__DOCUMENT SEGMENT__.
I find it hard to describe the feeling of being both a part of and apart from the same thing, but this is the moment that brought it most vividly to life inside me:
I am sitting in an office where we keep all the toys, games, and medicine for the kids. We call it the POD office (POD, as in Parent On Duty - "who is On Duty?" the kids ask with a special emphasis on the capitalized words).
The POD office is in a building on the north end of our four acre compound, and the room that has become the POD office was chosen for that function because it allows the P who is OD to look out over the entire compound as it slopes down from the office.
So I am sitting perched on a hill that affords me not only a view of our compound, but a view that stretches out for miles. I can see the clouds in the sky and she shadows they cast on the trees and hills in the distance. The foreground is composed of children at plag (at the moment football and Connect 4), the middle ground a mixture of green-roofed trees and thatch-roofed huts, and the background a mix of the tans of land and the greens of the bush leading to four hills that descend in height, one to the next, as I scan from left to right.

__WORK TO BE COMPLETED__. Rewrite the passage about the POD office starting at "So I am sitting" and ending at "left to right.", replacing "football" with "basketball".

__RAW DATA__.
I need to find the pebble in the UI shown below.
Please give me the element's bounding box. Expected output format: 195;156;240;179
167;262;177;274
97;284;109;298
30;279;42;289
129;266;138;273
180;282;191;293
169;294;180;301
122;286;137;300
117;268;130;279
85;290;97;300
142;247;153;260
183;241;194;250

__WRITTEN SOLUTION__.
So I am sitting perched on a hill that affords me not only a view of our compound, but a view that stretches out for miles. I can see the clouds in the sky and she shadows they cast on the trees and hills in the distance. The foreground is composed of children at plag (at the moment basketball and Connect 4), the middle ground a mixture of green-roofed trees and thatch-roofed huts, and the background a mix of the tans of land and the greens of the bush leading to four hills that descend in height, one to the next, as I scan from left to right.